▸ **YOUR INSTRUCTIONS**
Reproduce the stretch of the review of Pritchett's stories below from "Pritchett brings to" through "as their tongues.".

V. S. Pritchett
V. S. Pritchett; drawing by David Levine

The fourteen stories in this collection are all later than the Collected Stories of 1956, and presumably represent V.S. Pritchett’s choice of his work since that date or a little later. The jacket copy is uncommunicative about the exact provenance of the stories, and the biographical matter provided by the publishers is an inadequate and slightly garbled version of the copy written for their edition of Blind Love (1969). A similar unwise frugality has apparently restricted proof correction, but in view of the state of the texts in which we are obliged to read more than one major novelist, this could have been meant as a subtle compliment to Sir Victor.

If so, he has earned it over the past half century. His early stories tended to be of a dozen or so pages, but then he was also writing novels; now he seems to enjoy most, and do best, the longer story; the finest in this book are of thirty to fifty pages. Pritchett was born in 1900, and when he was starting out the short story was a popular and decently rewarded form. Now there is hardly anywhere to place a story in England, and the US market is shrinking; perhaps the movies, the radio, and television provide people with alternative narrative fodder, and we may be observing one of those sociological changes that mark the extinction of a literary genre. But a writer may still be deeply committed to the short story, as Pritchett is; that it has grown less marketable does not diminish its appropriateness to a talent shaped and nurtured before the change was far advanced. The exact cultivation of a particular genre is very much his style; as a critic he made himself master of the difficult 1450-word English “front”—the lead review-essay exemplified by the New Statesman’s “Books in General”—and there, too, he has not been surpassed.

Pritchett brings to the short story all the equipment and all the craft an author was expected, in his formative period, to acquire. He is, in the best sense, very knowing—when he writes about antique dealers he knows about antiques and he knows about dealers and their specialized acquisitiveness; he is immensely fascinated by avarice and treats it as one of the important passions. He always knows how people speak, with their bodies as well as their tongues.

▸ **Records from a data collection**
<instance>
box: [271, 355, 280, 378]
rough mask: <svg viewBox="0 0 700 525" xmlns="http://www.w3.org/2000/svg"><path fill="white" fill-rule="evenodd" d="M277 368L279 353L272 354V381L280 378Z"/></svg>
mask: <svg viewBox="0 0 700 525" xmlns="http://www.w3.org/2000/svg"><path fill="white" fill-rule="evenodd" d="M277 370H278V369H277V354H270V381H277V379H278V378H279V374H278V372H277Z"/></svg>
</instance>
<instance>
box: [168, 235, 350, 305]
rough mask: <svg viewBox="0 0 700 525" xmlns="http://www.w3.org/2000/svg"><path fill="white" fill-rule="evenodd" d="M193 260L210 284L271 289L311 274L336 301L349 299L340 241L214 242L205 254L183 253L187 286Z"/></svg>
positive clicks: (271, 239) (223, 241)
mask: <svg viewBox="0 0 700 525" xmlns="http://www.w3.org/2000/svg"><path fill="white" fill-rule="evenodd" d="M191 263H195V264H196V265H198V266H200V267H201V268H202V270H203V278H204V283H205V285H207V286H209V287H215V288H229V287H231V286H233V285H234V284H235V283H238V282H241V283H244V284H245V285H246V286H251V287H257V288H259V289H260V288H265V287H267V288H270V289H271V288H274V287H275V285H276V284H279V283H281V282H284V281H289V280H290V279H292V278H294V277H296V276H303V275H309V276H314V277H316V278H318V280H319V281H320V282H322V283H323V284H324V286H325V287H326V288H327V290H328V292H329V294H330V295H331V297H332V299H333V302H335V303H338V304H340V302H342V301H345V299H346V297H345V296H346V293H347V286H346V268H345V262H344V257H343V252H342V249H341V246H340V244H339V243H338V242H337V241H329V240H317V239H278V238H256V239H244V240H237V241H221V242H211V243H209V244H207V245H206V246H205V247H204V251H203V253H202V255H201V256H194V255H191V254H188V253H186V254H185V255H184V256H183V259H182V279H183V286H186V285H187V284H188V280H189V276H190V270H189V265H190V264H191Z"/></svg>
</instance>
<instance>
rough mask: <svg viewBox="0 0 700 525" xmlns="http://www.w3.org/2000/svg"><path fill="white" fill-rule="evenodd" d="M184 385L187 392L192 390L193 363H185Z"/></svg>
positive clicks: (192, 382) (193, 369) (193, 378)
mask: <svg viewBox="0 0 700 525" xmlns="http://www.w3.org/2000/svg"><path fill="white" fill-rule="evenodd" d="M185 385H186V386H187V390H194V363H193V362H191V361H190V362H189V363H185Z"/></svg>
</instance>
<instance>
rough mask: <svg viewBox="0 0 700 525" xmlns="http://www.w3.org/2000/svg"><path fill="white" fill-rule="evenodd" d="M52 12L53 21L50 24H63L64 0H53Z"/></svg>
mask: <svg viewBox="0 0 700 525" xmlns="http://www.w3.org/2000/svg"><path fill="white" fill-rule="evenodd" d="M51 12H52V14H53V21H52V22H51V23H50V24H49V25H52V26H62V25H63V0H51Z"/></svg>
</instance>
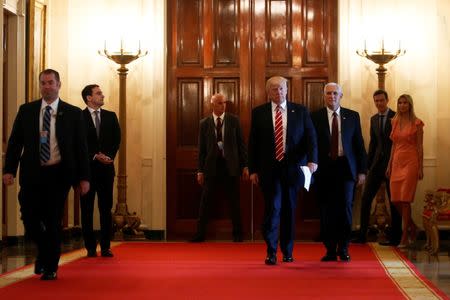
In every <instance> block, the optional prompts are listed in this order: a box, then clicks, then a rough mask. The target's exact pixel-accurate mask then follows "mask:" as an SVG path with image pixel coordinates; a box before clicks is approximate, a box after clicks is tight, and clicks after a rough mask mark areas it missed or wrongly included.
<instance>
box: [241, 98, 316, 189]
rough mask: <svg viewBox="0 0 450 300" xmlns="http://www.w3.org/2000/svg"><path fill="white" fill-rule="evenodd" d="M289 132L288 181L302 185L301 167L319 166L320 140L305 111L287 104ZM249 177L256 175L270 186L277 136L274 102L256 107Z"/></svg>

▸ **SOLUTION TO THE PROBLEM**
Pritchett brings to the short story all the equipment and all the craft an author was expected, in his formative period, to acquire. He is, in the best sense, very knowing—when he writes about antique dealers he knows about antiques and he knows about dealers and their specialized acquisitiveness; he is immensely fascinated by avarice and treats it as one of the important passions. He always knows how people speak, with their bodies as well as their tongues.